*** Passage for review Section Begins ***

Any other man would have resigned himself to his fate and led a peaceful, uneventful life, but not this man. A Railway Board policy move that made it mandatory for anyone to be considered for selection as a General Manager to have a minimum of two years’ service, cut short this fine officer’s dreams to retire in that exalted position of the world’s largest railways.
But this son of a Station Master did not allow himself to be enveloped by disappointment and negativity and went on to take up a correspondence course, a diploma in creative writing from the Indira Gandhi National Open University in the 90s. And once done with it, he started researching, marking his tryst with writing – a trait that he said was present in his genes, handed to him from his mother.
That’s Rama Rao Annavarapu, a man who superannuated as Head of Operations in the Eastern Railway, Kolkata, in 1991. Over a decade later, he wrote Tiger of Bhanwar Nallah and other stories, a collection of short stories on the life of railwayman’s family, published by Amazon in August, 2015. Well, that proved to be a dream come true for him for sure, but his satisfaction at what followed a year later, this April, was something beyond his vocabulary.
Rama Rao came out with his next book, ‘Trailing Window-A Journey into Rail History’, a work of in-depth research that is arguably goes into hitherto unexplored areas of the history of Indian Railways, especially pertaining to Eastern India, published by Partridge India. The book per se has several miniscule details that are hitherto unknown to most of the world. Just to cite a few examples, if anyone knowledgeable were asked about when the first train was run, pat would come the reply - 1853 between Bombay and Thane. But the same person would not have a clue that work was on to simultaneously lay Railway lines between Calcutta and Hooghly and then onwards to as far as Peshawar.
A chat with this 80-plus gentleman is a phenomenally-enriching experience. While the British wanted to transport cotton across the Western Ghats and out by sea from Mumbai, they wanted a line in Calcutta primarily for movement of troops among other reasons. These two factors, he swears, is known only to a few historians or senior Railway officers.
History would easily attribute Lord Dalhousie as being instrumental for getting the Railways into India, but that apart, not many know that there were people like R.M. Stephenson who surveyed and prepared a report on the need for rail transport.

*** Passage for review Section Ends ***

In the profile of Rama Rao Annavarapu, which university awarded his diploma in creative writing?

*** Information Section Begins ***

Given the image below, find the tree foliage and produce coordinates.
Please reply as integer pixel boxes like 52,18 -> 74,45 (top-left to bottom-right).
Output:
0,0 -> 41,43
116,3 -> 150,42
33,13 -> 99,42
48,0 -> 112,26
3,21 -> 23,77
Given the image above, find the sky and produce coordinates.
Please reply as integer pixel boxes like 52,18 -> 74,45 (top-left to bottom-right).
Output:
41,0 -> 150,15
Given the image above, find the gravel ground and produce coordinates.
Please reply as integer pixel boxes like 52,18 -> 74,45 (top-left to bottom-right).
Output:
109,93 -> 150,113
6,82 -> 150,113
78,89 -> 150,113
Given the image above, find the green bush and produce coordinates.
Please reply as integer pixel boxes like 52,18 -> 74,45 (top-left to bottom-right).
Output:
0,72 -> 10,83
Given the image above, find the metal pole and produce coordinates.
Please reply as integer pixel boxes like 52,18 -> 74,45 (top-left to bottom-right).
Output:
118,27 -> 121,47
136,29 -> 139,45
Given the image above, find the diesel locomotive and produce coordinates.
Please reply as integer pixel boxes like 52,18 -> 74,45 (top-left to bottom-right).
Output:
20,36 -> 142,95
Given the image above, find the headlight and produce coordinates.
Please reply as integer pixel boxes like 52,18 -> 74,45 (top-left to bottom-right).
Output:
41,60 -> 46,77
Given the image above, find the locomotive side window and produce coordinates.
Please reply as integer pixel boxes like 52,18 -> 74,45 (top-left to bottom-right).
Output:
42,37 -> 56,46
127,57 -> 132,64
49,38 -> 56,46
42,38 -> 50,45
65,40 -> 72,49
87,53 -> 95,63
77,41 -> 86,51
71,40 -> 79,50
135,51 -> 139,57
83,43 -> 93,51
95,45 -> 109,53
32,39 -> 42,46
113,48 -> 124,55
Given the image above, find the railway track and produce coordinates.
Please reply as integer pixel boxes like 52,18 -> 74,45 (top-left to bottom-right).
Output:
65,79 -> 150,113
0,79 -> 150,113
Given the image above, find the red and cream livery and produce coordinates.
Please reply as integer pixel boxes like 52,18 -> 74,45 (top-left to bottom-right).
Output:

*** Information Section Ends ***

[Task output]: Indira Gandhi National Open University